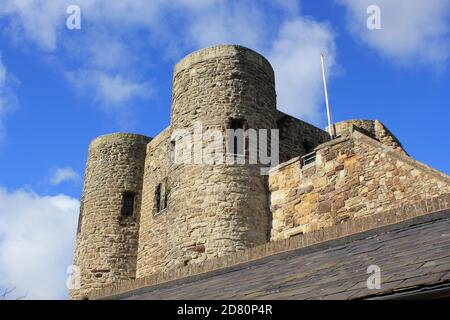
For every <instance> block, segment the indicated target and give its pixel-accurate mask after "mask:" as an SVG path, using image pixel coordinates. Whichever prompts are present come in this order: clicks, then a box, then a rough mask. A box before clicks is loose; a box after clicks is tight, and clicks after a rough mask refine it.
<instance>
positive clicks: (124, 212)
mask: <svg viewBox="0 0 450 320" xmlns="http://www.w3.org/2000/svg"><path fill="white" fill-rule="evenodd" d="M134 199H135V194H134V193H133V192H124V194H123V202H122V215H123V216H124V217H130V216H132V215H133V214H134Z"/></svg>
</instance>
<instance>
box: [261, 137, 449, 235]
mask: <svg viewBox="0 0 450 320" xmlns="http://www.w3.org/2000/svg"><path fill="white" fill-rule="evenodd" d="M269 189H270V192H271V210H272V214H273V226H272V234H271V240H276V239H280V238H285V237H289V236H292V235H295V234H299V233H307V232H311V231H314V230H318V229H321V228H326V227H329V226H332V225H336V224H339V223H341V222H342V221H346V220H349V219H353V218H356V217H360V216H367V215H371V214H374V213H377V212H381V211H385V210H390V209H395V208H400V207H402V206H407V205H409V204H412V203H414V202H418V201H421V200H426V199H431V198H433V197H436V196H439V195H442V194H447V193H449V192H450V177H448V176H446V175H444V174H442V173H440V172H438V171H436V170H434V169H431V168H429V167H427V166H425V165H423V164H420V163H418V162H416V161H414V160H413V159H411V158H409V157H408V156H406V155H405V154H404V153H403V152H399V151H395V150H394V149H392V148H390V147H387V146H385V145H383V144H381V143H379V142H378V141H376V140H374V139H372V138H370V137H368V136H366V135H364V134H362V133H359V132H353V133H350V134H349V135H346V136H343V137H341V138H339V139H336V140H333V141H331V142H327V143H325V144H324V145H322V146H320V147H319V149H318V150H317V156H316V162H315V163H313V164H310V165H307V166H304V167H301V164H300V159H299V158H296V159H293V160H291V161H288V162H287V163H284V164H282V165H280V167H279V168H278V169H276V170H274V171H273V172H272V173H271V175H270V177H269Z"/></svg>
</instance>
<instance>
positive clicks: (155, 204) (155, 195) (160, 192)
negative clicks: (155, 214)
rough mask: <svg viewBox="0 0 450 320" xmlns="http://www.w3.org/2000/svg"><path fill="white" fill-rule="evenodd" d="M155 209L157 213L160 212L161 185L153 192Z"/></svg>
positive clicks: (160, 205) (157, 187) (158, 185)
mask: <svg viewBox="0 0 450 320" xmlns="http://www.w3.org/2000/svg"><path fill="white" fill-rule="evenodd" d="M155 209H156V212H157V213H158V212H160V211H161V183H160V184H158V185H157V186H156V190H155Z"/></svg>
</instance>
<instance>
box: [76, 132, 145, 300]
mask: <svg viewBox="0 0 450 320" xmlns="http://www.w3.org/2000/svg"><path fill="white" fill-rule="evenodd" d="M149 141H150V138H147V137H144V136H141V135H134V134H111V135H107V136H102V137H99V138H97V139H95V140H94V141H93V142H92V143H91V144H90V146H89V154H88V161H87V164H86V171H85V177H84V187H83V198H82V205H81V210H80V219H79V220H80V225H79V231H78V234H77V240H76V250H75V257H74V265H76V266H78V267H79V268H80V272H81V274H80V276H81V279H80V280H81V288H80V290H72V291H71V292H70V296H71V298H73V299H81V298H83V297H84V296H85V295H87V294H88V293H89V292H90V291H91V290H94V289H99V288H101V287H103V286H105V285H108V284H111V283H116V282H119V281H122V280H128V279H134V278H135V276H136V256H137V245H138V230H139V211H140V203H141V190H142V176H143V172H144V157H145V148H146V145H147V143H148V142H149ZM124 192H133V193H134V194H135V202H134V215H133V216H123V215H122V205H123V193H124Z"/></svg>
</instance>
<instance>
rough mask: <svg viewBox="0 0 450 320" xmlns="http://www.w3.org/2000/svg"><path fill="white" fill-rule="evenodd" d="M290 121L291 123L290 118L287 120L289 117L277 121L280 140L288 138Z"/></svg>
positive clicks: (280, 119) (281, 118) (283, 117)
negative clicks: (288, 122) (287, 131)
mask: <svg viewBox="0 0 450 320" xmlns="http://www.w3.org/2000/svg"><path fill="white" fill-rule="evenodd" d="M288 121H289V118H287V117H283V118H281V119H279V120H278V121H277V128H278V133H279V137H280V139H286V138H287V134H286V131H287V130H288V128H287V126H288Z"/></svg>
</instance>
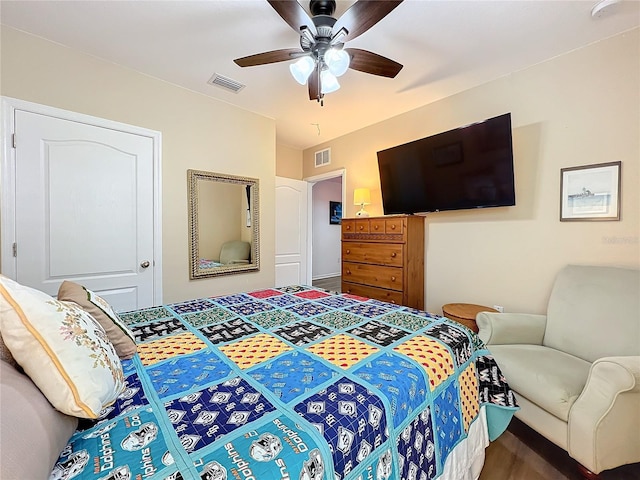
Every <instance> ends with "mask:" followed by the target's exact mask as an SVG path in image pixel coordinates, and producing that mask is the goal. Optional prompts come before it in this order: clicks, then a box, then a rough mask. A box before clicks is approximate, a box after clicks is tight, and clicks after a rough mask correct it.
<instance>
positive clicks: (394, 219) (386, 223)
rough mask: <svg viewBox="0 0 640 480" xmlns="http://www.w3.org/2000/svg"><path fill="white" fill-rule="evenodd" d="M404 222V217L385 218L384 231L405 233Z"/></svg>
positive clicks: (386, 231) (385, 231)
mask: <svg viewBox="0 0 640 480" xmlns="http://www.w3.org/2000/svg"><path fill="white" fill-rule="evenodd" d="M403 227H404V222H403V219H402V218H385V219H384V233H393V234H395V235H404V228H403Z"/></svg>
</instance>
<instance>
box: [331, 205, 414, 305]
mask: <svg viewBox="0 0 640 480" xmlns="http://www.w3.org/2000/svg"><path fill="white" fill-rule="evenodd" d="M342 293H350V294H353V295H361V296H363V297H369V298H375V299H378V300H383V301H385V302H391V303H396V304H398V305H406V306H408V307H414V308H419V309H424V217H420V216H413V215H401V216H389V217H369V218H343V219H342Z"/></svg>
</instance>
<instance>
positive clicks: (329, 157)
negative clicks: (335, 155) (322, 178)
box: [315, 148, 331, 168]
mask: <svg viewBox="0 0 640 480" xmlns="http://www.w3.org/2000/svg"><path fill="white" fill-rule="evenodd" d="M330 163H331V149H330V148H326V149H324V150H320V151H319V152H316V162H315V166H316V168H318V167H324V166H325V165H329V164H330Z"/></svg>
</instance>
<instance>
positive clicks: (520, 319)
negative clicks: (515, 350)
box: [476, 312, 547, 345]
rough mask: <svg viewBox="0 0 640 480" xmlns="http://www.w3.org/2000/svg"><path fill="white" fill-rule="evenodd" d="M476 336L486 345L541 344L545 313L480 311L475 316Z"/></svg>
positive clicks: (543, 326) (543, 333) (545, 321)
mask: <svg viewBox="0 0 640 480" xmlns="http://www.w3.org/2000/svg"><path fill="white" fill-rule="evenodd" d="M476 323H477V324H478V329H479V331H478V336H479V337H480V339H481V340H482V341H483V342H484V343H485V344H486V345H504V344H516V343H524V344H529V345H542V339H543V337H544V329H545V327H546V325H547V316H546V315H535V314H530V313H491V312H480V313H479V314H478V315H477V316H476Z"/></svg>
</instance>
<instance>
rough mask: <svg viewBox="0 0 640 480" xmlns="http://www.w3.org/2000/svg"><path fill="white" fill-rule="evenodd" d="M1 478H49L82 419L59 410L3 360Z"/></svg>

◆ **REQUIRED ACTION**: Set down the entries exactly as they appear, with every picture left out.

◆ **RESPONSE BOX**:
For every <instance> block, segment the indicated target and give its pixel-accurate mask after "mask:" as an SVG path, using image pixel coordinates. Whichever prompts are present come in this order: clicks, then a box, then a rough mask. A box before clicks is loose; a box after clicks is tight, and clicks after a rough mask refine it.
<instance>
positive clicks: (124, 212)
mask: <svg viewBox="0 0 450 320" xmlns="http://www.w3.org/2000/svg"><path fill="white" fill-rule="evenodd" d="M134 199H135V194H134V193H133V192H124V194H123V202H122V215H123V216H124V217H130V216H132V215H133V214H134Z"/></svg>
</instance>
<instance>
box: [261, 137, 449, 235]
mask: <svg viewBox="0 0 450 320" xmlns="http://www.w3.org/2000/svg"><path fill="white" fill-rule="evenodd" d="M269 189H270V192H271V210H272V214H273V226H272V234H271V240H276V239H280V238H285V237H289V236H292V235H295V234H299V233H307V232H311V231H314V230H318V229H321V228H326V227H329V226H332V225H336V224H339V223H341V222H342V221H346V220H349V219H353V218H356V217H360V216H367V215H371V214H374V213H377V212H381V211H385V210H390V209H395V208H400V207H402V206H407V205H409V204H412V203H414V202H418V201H421V200H426V199H431V198H433V197H436V196H439V195H442V194H447V193H449V192H450V177H448V176H446V175H444V174H442V173H440V172H438V171H436V170H434V169H431V168H429V167H427V166H425V165H423V164H420V163H418V162H416V161H414V160H413V159H411V158H409V157H408V156H406V155H405V154H404V153H403V152H399V151H395V150H394V149H392V148H390V147H387V146H385V145H383V144H381V143H379V142H378V141H376V140H374V139H372V138H370V137H368V136H366V135H364V134H362V133H359V132H353V133H350V134H349V135H346V136H343V137H341V138H339V139H336V140H333V141H331V142H327V143H325V144H324V145H322V146H320V147H319V149H318V150H317V156H316V162H315V163H313V164H310V165H307V166H304V167H301V164H300V159H299V158H296V159H293V160H291V161H288V162H287V163H284V164H282V165H280V167H279V168H278V169H276V170H274V171H273V172H272V173H271V175H270V177H269Z"/></svg>
</instance>
<instance>
positive clicks: (155, 204) (155, 195) (160, 192)
negative clicks: (155, 214)
rough mask: <svg viewBox="0 0 450 320" xmlns="http://www.w3.org/2000/svg"><path fill="white" fill-rule="evenodd" d="M155 209L157 213L160 212L161 185L153 192Z"/></svg>
positive clicks: (160, 205) (157, 187) (158, 185)
mask: <svg viewBox="0 0 450 320" xmlns="http://www.w3.org/2000/svg"><path fill="white" fill-rule="evenodd" d="M155 209H156V212H157V213H158V212H160V211H161V183H160V184H158V185H157V186H156V190H155Z"/></svg>
</instance>
<instance>
box: [76, 132, 145, 300]
mask: <svg viewBox="0 0 450 320" xmlns="http://www.w3.org/2000/svg"><path fill="white" fill-rule="evenodd" d="M149 141H150V138H147V137H144V136H141V135H134V134H111V135H107V136H102V137H99V138H97V139H95V140H94V141H93V142H92V143H91V144H90V146H89V154H88V161H87V164H86V171H85V177H84V187H83V198H82V205H81V210H80V219H79V220H80V225H79V231H78V234H77V240H76V250H75V257H74V265H76V266H78V267H79V268H80V272H81V274H80V276H81V279H80V280H81V288H80V290H72V291H71V292H70V296H71V298H73V299H81V298H83V297H84V296H85V295H87V294H88V293H89V292H90V291H91V290H94V289H99V288H101V287H103V286H105V285H108V284H111V283H116V282H119V281H122V280H128V279H134V278H135V276H136V256H137V245H138V230H139V211H140V203H141V190H142V176H143V172H144V157H145V148H146V145H147V143H148V142H149ZM124 192H133V193H134V194H135V202H134V215H133V216H123V215H122V205H123V193H124Z"/></svg>
</instance>
<instance>
rough mask: <svg viewBox="0 0 450 320" xmlns="http://www.w3.org/2000/svg"><path fill="white" fill-rule="evenodd" d="M290 121L291 123L290 118L287 120L289 117L277 121L280 140L288 138Z"/></svg>
positive clicks: (280, 119) (281, 118) (283, 117)
negative clicks: (288, 122) (287, 131)
mask: <svg viewBox="0 0 450 320" xmlns="http://www.w3.org/2000/svg"><path fill="white" fill-rule="evenodd" d="M288 121H289V118H287V117H283V118H281V119H279V120H278V121H277V128H278V133H279V137H280V139H286V138H287V134H286V131H287V130H288V128H287V126H288Z"/></svg>
</instance>
Every <instance> ends with "mask:" followed by the target's exact mask as an SVG path in image pixel coordinates, and producing that mask is the goal. Optional prompts come before it in this order: clicks, then a box, then a rough mask. A box before clicks is approximate, a box after clicks is tight, and clicks after a rough mask correct it.
<instance>
positive clicks: (394, 219) (386, 223)
rough mask: <svg viewBox="0 0 640 480" xmlns="http://www.w3.org/2000/svg"><path fill="white" fill-rule="evenodd" d="M404 222V217L385 218L384 231L405 233Z"/></svg>
positive clicks: (386, 231) (385, 231)
mask: <svg viewBox="0 0 640 480" xmlns="http://www.w3.org/2000/svg"><path fill="white" fill-rule="evenodd" d="M403 227H404V222H403V219H402V218H385V219H384V233H393V234H395V235H404V228H403Z"/></svg>
</instance>
<instance>
box: [331, 205, 414, 305]
mask: <svg viewBox="0 0 640 480" xmlns="http://www.w3.org/2000/svg"><path fill="white" fill-rule="evenodd" d="M342 293H350V294H353V295H361V296H363V297H369V298H375V299H378V300H383V301H385V302H391V303H396V304H398V305H406V306H408V307H414V308H419V309H424V217H420V216H413V215H401V216H389V217H369V218H343V219H342Z"/></svg>
</instance>
<instance>
positive clicks: (329, 157)
negative clicks: (335, 155) (322, 178)
box: [315, 148, 331, 168]
mask: <svg viewBox="0 0 640 480" xmlns="http://www.w3.org/2000/svg"><path fill="white" fill-rule="evenodd" d="M330 163H331V149H330V148H326V149H324V150H320V151H319V152H316V162H315V166H316V168H318V167H324V166H325V165H329V164H330Z"/></svg>
</instance>
<instance>
positive clicks: (520, 319)
negative clicks: (515, 350)
box: [476, 312, 547, 345]
rough mask: <svg viewBox="0 0 640 480" xmlns="http://www.w3.org/2000/svg"><path fill="white" fill-rule="evenodd" d="M476 336L486 345L541 344L545 313L480 311L475 316Z"/></svg>
positive clicks: (543, 326) (543, 333) (545, 321)
mask: <svg viewBox="0 0 640 480" xmlns="http://www.w3.org/2000/svg"><path fill="white" fill-rule="evenodd" d="M476 323H477V324H478V329H479V331H478V336H479V337H480V339H481V340H482V341H483V342H484V343H485V344H486V345H504V344H516V343H524V344H529V345H542V339H543V337H544V329H545V327H546V325H547V316H546V315H535V314H530V313H491V312H480V313H479V314H478V315H477V316H476Z"/></svg>
</instance>
<instance>
rough mask: <svg viewBox="0 0 640 480" xmlns="http://www.w3.org/2000/svg"><path fill="white" fill-rule="evenodd" d="M1 478H49L82 419L59 410L3 360Z"/></svg>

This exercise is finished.